Problem to solve: Every entry below should be printed exactly, without its images.

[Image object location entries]
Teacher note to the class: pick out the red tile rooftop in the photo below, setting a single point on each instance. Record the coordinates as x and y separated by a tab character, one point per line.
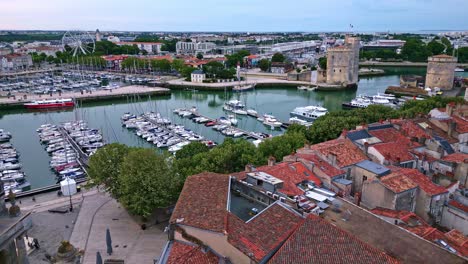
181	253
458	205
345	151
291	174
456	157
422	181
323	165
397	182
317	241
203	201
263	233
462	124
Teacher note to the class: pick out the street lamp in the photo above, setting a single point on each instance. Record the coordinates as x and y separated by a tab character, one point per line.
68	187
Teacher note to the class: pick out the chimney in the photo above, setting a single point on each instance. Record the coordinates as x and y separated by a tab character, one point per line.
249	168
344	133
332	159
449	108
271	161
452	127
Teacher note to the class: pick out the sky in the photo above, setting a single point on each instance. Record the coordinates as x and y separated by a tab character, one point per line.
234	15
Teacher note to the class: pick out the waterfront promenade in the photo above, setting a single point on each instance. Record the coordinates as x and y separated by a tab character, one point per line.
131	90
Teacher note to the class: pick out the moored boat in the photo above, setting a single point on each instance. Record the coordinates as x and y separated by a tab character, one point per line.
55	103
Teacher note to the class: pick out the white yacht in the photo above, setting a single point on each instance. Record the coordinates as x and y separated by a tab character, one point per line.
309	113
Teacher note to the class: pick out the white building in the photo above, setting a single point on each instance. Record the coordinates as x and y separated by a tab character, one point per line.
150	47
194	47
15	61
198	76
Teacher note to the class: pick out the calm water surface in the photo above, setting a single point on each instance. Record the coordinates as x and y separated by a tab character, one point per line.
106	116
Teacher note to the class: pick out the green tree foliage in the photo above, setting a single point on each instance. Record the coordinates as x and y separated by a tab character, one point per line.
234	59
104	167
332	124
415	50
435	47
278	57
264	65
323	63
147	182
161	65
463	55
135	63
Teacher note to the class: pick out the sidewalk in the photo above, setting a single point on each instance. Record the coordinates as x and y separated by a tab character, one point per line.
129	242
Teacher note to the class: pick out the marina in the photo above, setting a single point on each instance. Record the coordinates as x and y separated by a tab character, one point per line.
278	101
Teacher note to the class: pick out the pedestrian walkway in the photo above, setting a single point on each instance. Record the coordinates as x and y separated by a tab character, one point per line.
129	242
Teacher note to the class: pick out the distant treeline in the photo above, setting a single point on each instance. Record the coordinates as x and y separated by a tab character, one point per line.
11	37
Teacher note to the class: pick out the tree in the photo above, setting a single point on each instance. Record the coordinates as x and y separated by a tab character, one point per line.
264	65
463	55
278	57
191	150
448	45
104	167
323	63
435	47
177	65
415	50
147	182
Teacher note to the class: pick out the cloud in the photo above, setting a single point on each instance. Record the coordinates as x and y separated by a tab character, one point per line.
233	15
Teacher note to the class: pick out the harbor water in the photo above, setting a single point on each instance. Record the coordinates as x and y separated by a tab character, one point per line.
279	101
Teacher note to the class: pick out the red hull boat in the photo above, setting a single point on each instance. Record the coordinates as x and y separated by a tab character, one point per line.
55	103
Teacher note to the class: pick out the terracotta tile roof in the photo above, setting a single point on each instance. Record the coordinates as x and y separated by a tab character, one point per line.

Solution for this problem:
Teacher note to the class: pick out the red tile rooftop in the photo below, setting a single point on each instance. Record the coordinates as x and y separated by a tab character, one point per line.
181	253
458	205
345	151
291	174
456	157
422	181
323	165
397	182
317	241
203	201
263	233
462	124
Teacher note to the class: pick out the street lamp in the photo above, setting a single point on each instance. Record the coordinates as x and y separated by a tab character, one point per line.
68	187
Teacher note to the class: pick out the chimney in the photo above, setting a single point on each instance. Record the coordinates as x and y separated by a tab character, one point per line.
249	168
344	133
332	159
449	108
271	161
452	127
Teacher note to the class: pick out the sky in the photo above, setting a single point on each instance. Record the coordinates as x and y separated by a tab character, one point per line.
234	15
Teacher note to the class: pick out the waterfront promenade in the photo above, setting a single point on each instance. Record the coordinates as x and y separated by a tab character, one point per line.
131	90
Teacher note to the class: pick out the moored boat in the photo above, setting a single point on each instance. Record the coordinates as x and y separated by a tab character, one point per line.
55	103
Teacher note to the class: pick out the white yacht in the photo above, setting a single point on each instance. Record the coordinates as x and y separated by a tab character, one point per line.
309	113
Teacher note to the class: pick out the white building in the photo above, setting a single point on each instance. Record the coordinates as x and y separated by a tab character, one point per line.
150	47
194	47
15	61
198	76
Teacher note to the class: pick out the calm water surface in the photo above, setting a single point on each instance. Record the coordinates as x and y separated by a tab character, one point per line.
106	116
Teacher note to the class: pick out the green tree foliage in the photo above, setting a single point on each instance. Record the coordinates as x and y separated by a tab character, one point per line.
234	59
104	167
332	124
415	50
435	47
278	57
264	65
323	63
147	182
161	65
463	55
135	63
Teacher note to the class: pick out the sidewalk in the photo above, setting a single point on each instance. Record the coordinates as x and y separated by a tab character, one point per line.
129	242
Teacher note to the class: pick out the marina in the photo above, setting a single point on each instance. Record the coordinates as x and y separated by a tab character, one point per line.
278	101
Teacher note to the class: pick out the pedestrian walkway in the photo above, setting a single point on each instance. Record the coordinates as x and y separated by a tab character, one point per line.
129	242
Teacher note to the class: pick out the distant treeline in the photo above, setting a single point on each instance. Record the coordinates as x and y separated by a tab character, one point per line.
11	37
Teacher note to the class: pick out the tree in the photo above, setting a single point on each instance. Record the coordinates as x and y separated by a tab character, one point per line.
264	65
463	55
278	57
191	150
448	45
104	167
323	63
435	47
177	65
415	50
147	182
Teacher note to the class: pick out the cloud in the photo above, setting a single point on each instance. Record the coordinates as x and y separated by a tab character, one point per line.
233	15
Teacher note to the class: pick out the harbor water in the photo above, setting a single point on each instance. Record the coordinates as x and y separated by a tab character, one point per line.
279	101
Teacher note to the class: pick out the red hull boat in the photo above, setting a single point on each instance. Record the coordinates as x and y separated by a tab character, one point per line.
55	103
Teacher note to the class: pick out the terracotta tile roof in the photo above, setting a single point on each instance. Record the coordinates as x and y separated by a tab character, one point per line.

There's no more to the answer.